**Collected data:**
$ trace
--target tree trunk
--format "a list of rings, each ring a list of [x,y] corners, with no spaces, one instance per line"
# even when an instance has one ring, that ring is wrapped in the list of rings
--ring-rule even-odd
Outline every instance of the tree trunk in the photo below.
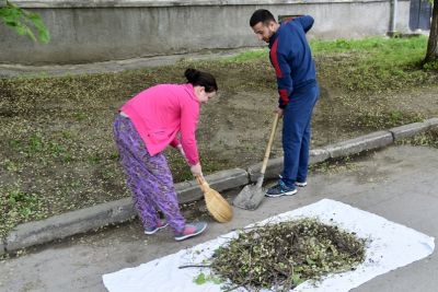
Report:
[[[430,34],[429,34],[429,42],[427,43],[427,52],[425,62],[430,62],[436,60],[438,60],[438,0],[434,0]]]

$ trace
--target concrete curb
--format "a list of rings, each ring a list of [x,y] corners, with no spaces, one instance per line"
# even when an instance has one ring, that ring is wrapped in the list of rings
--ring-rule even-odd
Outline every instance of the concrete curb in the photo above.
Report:
[[[327,145],[324,149],[330,153],[330,157],[337,159],[360,153],[365,150],[382,148],[393,143],[393,138],[389,131],[378,131],[344,142]]]
[[[413,137],[431,127],[438,126],[438,118],[431,118],[424,122],[414,122],[392,128],[388,131],[377,131],[355,139],[315,149],[310,152],[310,164],[323,162],[362,151],[383,148],[395,141]],[[247,171],[241,168],[226,170],[206,176],[210,186],[223,191],[235,187],[242,187],[251,182],[256,182],[262,163],[251,165]],[[268,161],[265,178],[276,178],[283,170],[283,157]],[[175,185],[181,203],[198,200],[203,194],[196,180],[184,182]],[[131,198],[105,202],[94,207],[55,215],[42,221],[20,224],[11,231],[3,243],[0,243],[0,255],[64,238],[79,233],[95,230],[112,223],[122,223],[135,215]]]

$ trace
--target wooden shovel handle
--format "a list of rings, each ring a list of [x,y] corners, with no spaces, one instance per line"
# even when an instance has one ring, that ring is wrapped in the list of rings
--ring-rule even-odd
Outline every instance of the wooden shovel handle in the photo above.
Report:
[[[262,175],[265,174],[267,161],[269,160],[270,148],[273,147],[275,132],[277,131],[278,118],[279,118],[279,114],[276,113],[275,117],[274,117],[274,122],[273,122],[273,130],[270,131],[269,141],[267,142],[267,147],[266,147],[266,151],[265,151],[265,157],[263,159],[262,171],[261,171]]]

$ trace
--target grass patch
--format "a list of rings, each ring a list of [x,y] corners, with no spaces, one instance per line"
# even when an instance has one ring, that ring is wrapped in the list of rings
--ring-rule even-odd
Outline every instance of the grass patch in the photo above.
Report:
[[[433,67],[418,66],[426,38],[342,39],[311,46],[321,87],[313,148],[438,115],[438,74]],[[184,82],[187,67],[211,72],[219,84],[218,96],[203,106],[198,125],[204,173],[260,162],[278,96],[266,49],[117,73],[0,79],[0,212],[26,213],[3,219],[0,233],[129,196],[113,141],[114,116],[148,86]],[[423,87],[425,92],[415,95]],[[272,156],[283,155],[277,137]],[[176,151],[168,149],[165,155],[175,183],[192,179]],[[35,201],[12,206],[11,191]]]

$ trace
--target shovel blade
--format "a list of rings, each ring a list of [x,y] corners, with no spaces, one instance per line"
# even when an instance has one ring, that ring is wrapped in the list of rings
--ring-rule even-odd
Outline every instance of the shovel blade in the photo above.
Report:
[[[233,206],[244,210],[255,210],[265,197],[260,184],[246,185],[234,198]]]

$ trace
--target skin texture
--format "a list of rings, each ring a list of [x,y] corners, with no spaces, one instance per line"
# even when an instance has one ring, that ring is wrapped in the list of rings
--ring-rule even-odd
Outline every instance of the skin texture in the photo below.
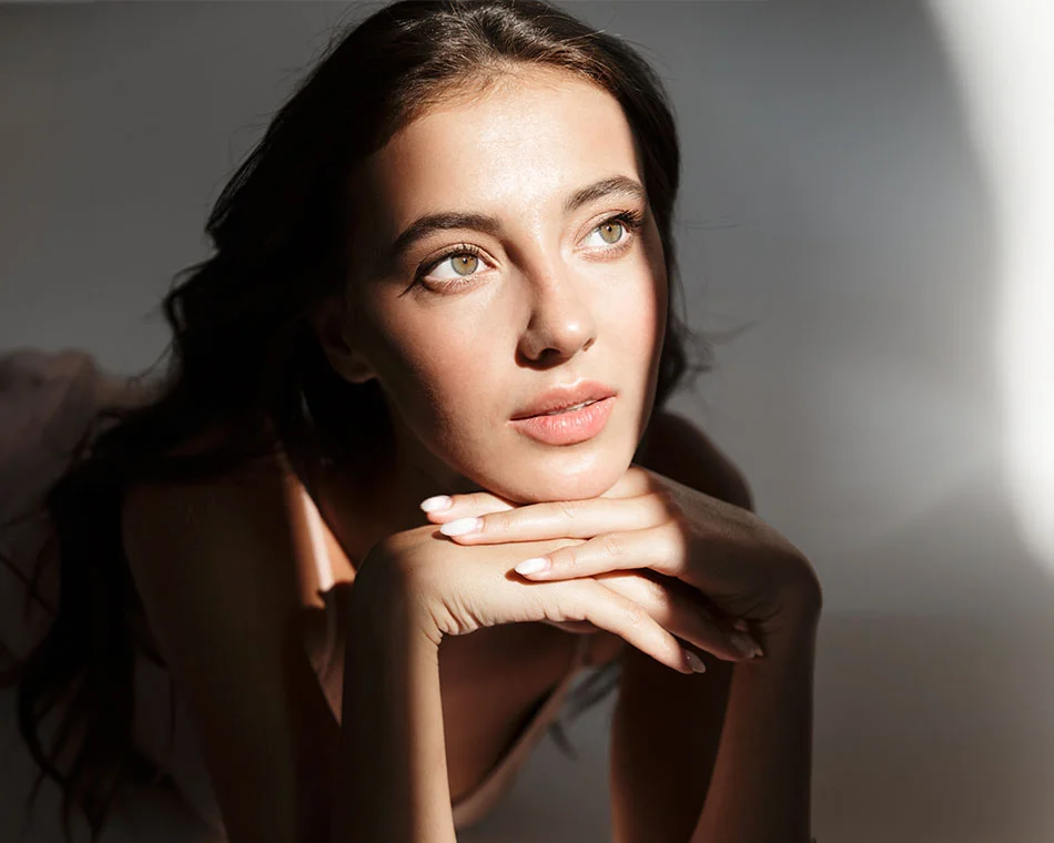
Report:
[[[645,202],[620,194],[564,213],[568,194],[615,175],[643,183],[618,102],[536,68],[447,98],[356,173],[346,295],[315,327],[337,372],[378,378],[388,403],[395,466],[386,487],[369,490],[382,529],[419,524],[418,502],[438,494],[596,497],[630,465],[666,329],[658,231]],[[414,220],[445,211],[494,215],[500,228],[434,232],[391,260]],[[639,231],[600,227],[625,211],[643,214]],[[462,244],[478,256],[444,257],[414,284]],[[543,390],[579,378],[618,390],[599,436],[558,447],[508,424]]]

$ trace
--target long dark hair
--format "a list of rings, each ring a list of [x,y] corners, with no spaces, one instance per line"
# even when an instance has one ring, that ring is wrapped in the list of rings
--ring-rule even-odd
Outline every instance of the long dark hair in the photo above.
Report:
[[[103,407],[48,491],[57,615],[3,681],[18,683],[19,730],[41,769],[30,802],[45,775],[57,781],[67,839],[73,804],[94,841],[116,789],[161,773],[132,733],[133,657],[143,641],[121,540],[125,490],[140,480],[216,477],[280,447],[302,467],[343,460],[359,476],[375,469],[371,456],[391,436],[377,383],[342,378],[308,321],[346,277],[342,247],[354,225],[346,185],[364,156],[430,104],[521,62],[599,85],[631,126],[670,281],[655,408],[687,374],[711,370],[710,345],[673,308],[680,152],[667,94],[638,52],[538,0],[403,0],[345,30],[225,185],[205,226],[214,254],[174,276],[162,304],[173,338],[156,392]],[[688,339],[700,341],[695,365]],[[222,431],[207,449],[169,453],[207,431]],[[164,667],[160,653],[148,654]],[[617,672],[612,662],[577,688],[572,713],[614,688]],[[52,709],[61,718],[45,752],[40,731]],[[71,760],[61,770],[64,751]]]

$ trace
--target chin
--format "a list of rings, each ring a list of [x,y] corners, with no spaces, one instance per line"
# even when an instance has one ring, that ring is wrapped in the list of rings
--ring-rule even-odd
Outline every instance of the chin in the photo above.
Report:
[[[546,467],[549,460],[535,459],[530,468],[518,471],[514,477],[494,478],[499,485],[489,488],[497,495],[519,504],[538,504],[547,500],[585,500],[596,498],[610,489],[626,474],[632,461],[632,454],[614,459],[609,455],[590,455],[587,459],[567,459],[561,464],[559,457],[551,460],[553,468]]]

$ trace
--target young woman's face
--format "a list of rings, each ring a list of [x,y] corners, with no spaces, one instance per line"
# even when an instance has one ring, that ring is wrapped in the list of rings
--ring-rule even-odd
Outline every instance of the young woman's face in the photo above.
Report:
[[[616,177],[641,195],[624,187],[566,210]],[[651,415],[667,317],[642,189],[618,102],[551,70],[434,108],[367,160],[343,337],[352,376],[379,379],[406,494],[575,499],[625,473]],[[627,212],[641,216],[638,231],[612,221]],[[412,223],[449,213],[494,224],[428,230],[393,253]],[[510,424],[579,379],[617,392],[598,435],[544,444]]]

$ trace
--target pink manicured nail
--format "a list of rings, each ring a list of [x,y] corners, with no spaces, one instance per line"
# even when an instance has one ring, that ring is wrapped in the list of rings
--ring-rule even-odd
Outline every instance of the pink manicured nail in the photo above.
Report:
[[[422,500],[419,506],[426,512],[438,512],[443,509],[449,509],[453,502],[454,498],[449,495],[434,495],[430,498]]]
[[[538,556],[534,559],[525,559],[516,566],[517,573],[539,573],[549,568],[549,560]]]
[[[444,536],[464,536],[467,532],[476,532],[482,527],[482,518],[456,518],[444,524],[439,528],[439,532]]]

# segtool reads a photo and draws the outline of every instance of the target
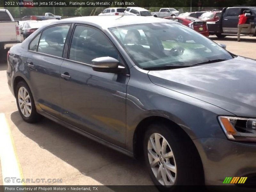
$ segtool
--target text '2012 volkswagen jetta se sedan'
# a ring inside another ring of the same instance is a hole
[[[39,28],[7,57],[25,121],[43,116],[144,156],[161,189],[256,173],[256,61],[193,29],[153,17],[73,18]]]

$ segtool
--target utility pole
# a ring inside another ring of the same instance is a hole
[[[192,0],[190,0],[190,12],[192,12]]]

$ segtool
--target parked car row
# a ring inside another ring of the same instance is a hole
[[[174,8],[162,8],[159,12],[150,12],[148,10],[136,7],[109,7],[104,9],[99,14],[100,16],[133,15],[137,16],[153,16],[155,17],[164,18],[169,16],[177,16],[179,12]]]
[[[81,17],[36,30],[7,54],[20,116],[44,116],[143,157],[161,191],[220,185],[229,176],[249,183],[256,61],[171,20]],[[205,21],[190,21],[205,29],[196,24]]]
[[[20,25],[20,34],[23,36],[24,39],[28,37],[40,27],[56,21],[56,20],[51,19],[44,21],[28,20],[22,22]]]
[[[191,17],[168,17],[164,19],[177,21],[193,29],[206,37],[209,36],[209,32],[206,21]]]

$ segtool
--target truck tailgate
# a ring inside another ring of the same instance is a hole
[[[16,35],[17,21],[0,22],[0,42],[20,41],[20,36]]]

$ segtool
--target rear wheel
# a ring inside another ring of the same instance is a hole
[[[224,38],[227,36],[225,35],[221,35],[221,34],[216,34],[216,36],[217,36],[217,37],[218,38]]]
[[[24,81],[20,82],[15,92],[16,102],[22,119],[28,123],[36,123],[41,116],[36,112],[33,96],[30,89]]]
[[[197,152],[191,147],[194,144],[176,128],[152,124],[144,138],[147,166],[153,182],[161,191],[173,191],[179,186],[203,184],[202,169],[199,165],[201,162]]]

**To be done:**
Report every line of the records that contains the string "shovel", reproducing each such line in full. Treat the match as case-sensitive.

**Solved exercise:**
--target wooden shovel handle
Outline every instance of the wooden shovel handle in the photo above.
--target shovel blade
Outline every instance of the shovel blade in the photo above.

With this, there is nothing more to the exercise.